## Your goal:
Scan the records for the string "bell". State how many lines contain it and add nothing.

## Task material:
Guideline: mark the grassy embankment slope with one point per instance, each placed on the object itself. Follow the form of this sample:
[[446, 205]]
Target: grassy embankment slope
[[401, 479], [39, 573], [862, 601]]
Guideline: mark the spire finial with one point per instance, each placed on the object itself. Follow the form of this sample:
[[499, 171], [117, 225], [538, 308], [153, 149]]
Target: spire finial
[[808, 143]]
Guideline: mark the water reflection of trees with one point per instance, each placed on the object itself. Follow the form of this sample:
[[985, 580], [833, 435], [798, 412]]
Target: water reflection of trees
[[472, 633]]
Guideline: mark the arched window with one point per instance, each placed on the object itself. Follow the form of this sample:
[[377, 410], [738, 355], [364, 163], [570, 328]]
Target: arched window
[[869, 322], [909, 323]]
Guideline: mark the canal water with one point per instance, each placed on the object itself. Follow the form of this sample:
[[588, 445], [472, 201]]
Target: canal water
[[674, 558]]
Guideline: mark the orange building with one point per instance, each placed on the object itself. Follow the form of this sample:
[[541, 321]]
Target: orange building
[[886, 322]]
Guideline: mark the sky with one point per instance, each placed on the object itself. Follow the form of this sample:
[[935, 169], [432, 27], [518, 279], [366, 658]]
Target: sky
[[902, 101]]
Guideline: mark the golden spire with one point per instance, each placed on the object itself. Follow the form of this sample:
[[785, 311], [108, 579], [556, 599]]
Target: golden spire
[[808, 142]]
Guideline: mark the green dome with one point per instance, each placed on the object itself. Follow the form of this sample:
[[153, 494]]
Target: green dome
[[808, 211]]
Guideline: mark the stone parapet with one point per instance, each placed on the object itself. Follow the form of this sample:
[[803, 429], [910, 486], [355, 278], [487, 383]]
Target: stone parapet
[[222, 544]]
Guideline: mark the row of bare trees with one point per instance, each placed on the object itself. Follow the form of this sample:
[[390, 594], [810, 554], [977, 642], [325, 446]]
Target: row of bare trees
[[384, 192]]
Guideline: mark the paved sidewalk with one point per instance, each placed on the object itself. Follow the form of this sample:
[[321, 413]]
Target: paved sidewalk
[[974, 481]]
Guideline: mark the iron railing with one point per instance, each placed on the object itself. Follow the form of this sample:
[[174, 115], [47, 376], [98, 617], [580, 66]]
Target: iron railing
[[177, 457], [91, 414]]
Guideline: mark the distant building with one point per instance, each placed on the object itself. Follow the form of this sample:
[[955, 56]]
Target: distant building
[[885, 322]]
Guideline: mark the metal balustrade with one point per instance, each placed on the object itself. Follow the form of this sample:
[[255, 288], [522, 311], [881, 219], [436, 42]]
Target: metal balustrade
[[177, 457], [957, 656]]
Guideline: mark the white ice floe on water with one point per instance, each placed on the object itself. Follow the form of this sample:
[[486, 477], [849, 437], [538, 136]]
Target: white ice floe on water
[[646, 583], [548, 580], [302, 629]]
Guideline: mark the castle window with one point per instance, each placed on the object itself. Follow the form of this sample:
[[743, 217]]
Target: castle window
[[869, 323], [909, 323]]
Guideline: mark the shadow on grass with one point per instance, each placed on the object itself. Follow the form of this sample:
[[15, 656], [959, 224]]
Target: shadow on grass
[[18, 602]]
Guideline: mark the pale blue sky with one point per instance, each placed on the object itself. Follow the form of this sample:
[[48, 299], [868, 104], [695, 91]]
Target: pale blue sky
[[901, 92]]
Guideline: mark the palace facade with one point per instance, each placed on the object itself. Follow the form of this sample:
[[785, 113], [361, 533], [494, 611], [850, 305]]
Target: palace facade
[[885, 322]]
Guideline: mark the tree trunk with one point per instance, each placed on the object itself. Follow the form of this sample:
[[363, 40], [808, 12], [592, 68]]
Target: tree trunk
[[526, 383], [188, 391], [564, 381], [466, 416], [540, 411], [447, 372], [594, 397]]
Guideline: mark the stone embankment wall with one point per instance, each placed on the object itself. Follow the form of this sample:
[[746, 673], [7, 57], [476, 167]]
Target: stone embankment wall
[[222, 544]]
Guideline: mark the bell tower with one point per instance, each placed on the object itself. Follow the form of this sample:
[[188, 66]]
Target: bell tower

## Written response:
2